Directions for this task: Each line from the one containing "For each instance of the snow bank, set" through the last line of the records below is to be repeated as written, with nothing added.

Extracted data:
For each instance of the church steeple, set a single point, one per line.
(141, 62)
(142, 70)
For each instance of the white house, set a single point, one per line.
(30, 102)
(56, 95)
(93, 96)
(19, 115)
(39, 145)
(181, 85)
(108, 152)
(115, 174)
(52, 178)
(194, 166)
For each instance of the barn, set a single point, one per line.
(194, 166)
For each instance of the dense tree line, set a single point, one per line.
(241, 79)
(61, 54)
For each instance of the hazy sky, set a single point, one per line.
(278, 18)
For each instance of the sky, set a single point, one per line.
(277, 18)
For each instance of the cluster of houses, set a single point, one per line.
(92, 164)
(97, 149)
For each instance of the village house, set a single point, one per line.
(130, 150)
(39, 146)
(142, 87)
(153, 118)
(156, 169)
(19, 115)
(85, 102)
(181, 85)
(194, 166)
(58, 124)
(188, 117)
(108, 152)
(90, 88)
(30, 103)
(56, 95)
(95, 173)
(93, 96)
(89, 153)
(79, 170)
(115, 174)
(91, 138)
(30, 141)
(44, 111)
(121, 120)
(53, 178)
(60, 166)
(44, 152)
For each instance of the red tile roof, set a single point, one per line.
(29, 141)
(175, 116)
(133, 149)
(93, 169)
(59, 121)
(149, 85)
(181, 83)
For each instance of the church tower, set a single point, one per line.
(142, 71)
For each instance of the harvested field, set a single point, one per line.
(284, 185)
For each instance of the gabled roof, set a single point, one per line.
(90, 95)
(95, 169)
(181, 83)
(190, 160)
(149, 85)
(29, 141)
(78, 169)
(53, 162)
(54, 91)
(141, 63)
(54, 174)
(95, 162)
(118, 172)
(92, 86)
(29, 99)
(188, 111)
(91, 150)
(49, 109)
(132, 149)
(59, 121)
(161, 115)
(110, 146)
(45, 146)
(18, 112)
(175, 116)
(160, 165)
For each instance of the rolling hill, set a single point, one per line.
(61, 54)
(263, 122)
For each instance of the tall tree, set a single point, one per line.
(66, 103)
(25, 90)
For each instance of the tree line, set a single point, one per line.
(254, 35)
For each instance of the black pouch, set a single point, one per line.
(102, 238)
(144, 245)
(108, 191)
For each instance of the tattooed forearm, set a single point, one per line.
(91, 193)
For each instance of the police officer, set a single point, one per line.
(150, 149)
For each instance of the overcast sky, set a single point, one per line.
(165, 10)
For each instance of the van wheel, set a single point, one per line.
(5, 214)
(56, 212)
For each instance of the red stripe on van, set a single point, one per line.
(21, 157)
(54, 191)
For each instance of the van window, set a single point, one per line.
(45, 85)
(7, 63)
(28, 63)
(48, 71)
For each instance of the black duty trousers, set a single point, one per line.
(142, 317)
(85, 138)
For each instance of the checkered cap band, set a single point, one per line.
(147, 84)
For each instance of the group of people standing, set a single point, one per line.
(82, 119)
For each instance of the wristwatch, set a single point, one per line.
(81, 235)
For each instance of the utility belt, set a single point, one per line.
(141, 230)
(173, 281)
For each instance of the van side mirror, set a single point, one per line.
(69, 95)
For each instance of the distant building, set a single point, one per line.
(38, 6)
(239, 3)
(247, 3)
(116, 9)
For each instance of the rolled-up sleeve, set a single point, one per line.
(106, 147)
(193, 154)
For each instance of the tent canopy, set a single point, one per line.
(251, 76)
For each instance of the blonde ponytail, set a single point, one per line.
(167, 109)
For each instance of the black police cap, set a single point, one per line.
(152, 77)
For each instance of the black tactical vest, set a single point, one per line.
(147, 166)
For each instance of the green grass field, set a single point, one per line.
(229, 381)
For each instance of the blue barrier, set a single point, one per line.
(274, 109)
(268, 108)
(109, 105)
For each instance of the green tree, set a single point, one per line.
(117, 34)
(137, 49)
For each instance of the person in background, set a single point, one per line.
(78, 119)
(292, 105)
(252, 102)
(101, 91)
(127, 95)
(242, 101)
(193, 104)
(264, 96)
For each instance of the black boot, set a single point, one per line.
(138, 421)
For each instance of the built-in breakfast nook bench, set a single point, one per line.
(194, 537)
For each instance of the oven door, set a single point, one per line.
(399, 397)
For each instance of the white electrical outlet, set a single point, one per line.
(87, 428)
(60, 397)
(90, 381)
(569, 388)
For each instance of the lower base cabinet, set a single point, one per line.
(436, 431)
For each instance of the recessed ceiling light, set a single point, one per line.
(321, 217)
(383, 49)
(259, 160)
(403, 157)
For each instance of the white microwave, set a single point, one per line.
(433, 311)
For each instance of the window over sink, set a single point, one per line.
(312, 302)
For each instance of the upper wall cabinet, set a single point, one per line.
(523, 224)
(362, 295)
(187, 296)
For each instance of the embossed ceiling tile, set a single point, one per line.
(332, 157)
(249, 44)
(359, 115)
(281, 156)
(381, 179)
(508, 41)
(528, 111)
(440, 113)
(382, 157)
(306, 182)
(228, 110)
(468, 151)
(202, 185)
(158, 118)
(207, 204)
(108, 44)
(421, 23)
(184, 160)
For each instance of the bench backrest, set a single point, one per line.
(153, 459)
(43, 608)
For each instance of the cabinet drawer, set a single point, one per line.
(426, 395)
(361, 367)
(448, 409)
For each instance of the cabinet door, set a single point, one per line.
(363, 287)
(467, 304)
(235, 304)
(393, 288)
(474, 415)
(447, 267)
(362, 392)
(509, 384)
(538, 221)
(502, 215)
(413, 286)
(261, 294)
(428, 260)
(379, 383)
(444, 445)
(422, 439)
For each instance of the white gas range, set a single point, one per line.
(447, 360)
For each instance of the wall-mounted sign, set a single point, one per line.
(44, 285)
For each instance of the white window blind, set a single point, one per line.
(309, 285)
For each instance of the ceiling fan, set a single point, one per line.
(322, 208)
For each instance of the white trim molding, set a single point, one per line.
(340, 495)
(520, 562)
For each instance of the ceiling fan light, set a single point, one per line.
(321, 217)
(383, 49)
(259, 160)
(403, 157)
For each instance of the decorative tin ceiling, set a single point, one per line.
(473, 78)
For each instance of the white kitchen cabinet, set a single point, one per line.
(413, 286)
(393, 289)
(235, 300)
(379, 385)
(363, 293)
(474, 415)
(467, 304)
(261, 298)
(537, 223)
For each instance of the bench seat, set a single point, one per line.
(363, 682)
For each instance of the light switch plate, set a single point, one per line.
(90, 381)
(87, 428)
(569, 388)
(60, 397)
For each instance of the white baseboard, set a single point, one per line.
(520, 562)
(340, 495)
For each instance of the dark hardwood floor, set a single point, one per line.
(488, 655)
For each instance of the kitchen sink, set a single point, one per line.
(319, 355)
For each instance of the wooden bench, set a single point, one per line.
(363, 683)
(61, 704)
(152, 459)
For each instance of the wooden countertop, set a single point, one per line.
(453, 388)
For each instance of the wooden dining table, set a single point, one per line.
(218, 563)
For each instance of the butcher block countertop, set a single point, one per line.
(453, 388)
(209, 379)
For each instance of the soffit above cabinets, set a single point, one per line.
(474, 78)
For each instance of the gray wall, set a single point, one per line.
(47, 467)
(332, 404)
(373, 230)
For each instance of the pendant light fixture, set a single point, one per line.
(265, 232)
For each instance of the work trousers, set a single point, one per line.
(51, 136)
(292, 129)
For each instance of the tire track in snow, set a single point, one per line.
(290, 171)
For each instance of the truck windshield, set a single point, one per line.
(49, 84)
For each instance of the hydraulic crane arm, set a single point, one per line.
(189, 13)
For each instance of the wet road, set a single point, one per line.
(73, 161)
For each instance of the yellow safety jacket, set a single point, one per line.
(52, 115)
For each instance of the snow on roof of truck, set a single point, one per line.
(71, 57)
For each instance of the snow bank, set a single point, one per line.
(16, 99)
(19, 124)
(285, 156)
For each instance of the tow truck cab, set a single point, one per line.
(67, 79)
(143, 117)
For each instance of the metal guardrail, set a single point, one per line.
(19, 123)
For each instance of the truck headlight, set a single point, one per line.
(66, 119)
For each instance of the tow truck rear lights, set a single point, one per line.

Answer section:
For each instance of the snow bank, set a single point, one per line.
(16, 99)
(19, 124)
(285, 156)
For each instance of the tow truck cab, set a single point, one per line.
(67, 79)
(143, 117)
For each instance of the metal guardrail, set a single point, one per line.
(19, 123)
For each instance of the truck headlight, set a single point, one per line.
(66, 119)
For each instance of the tow truck rear lights, set a single point, one per line.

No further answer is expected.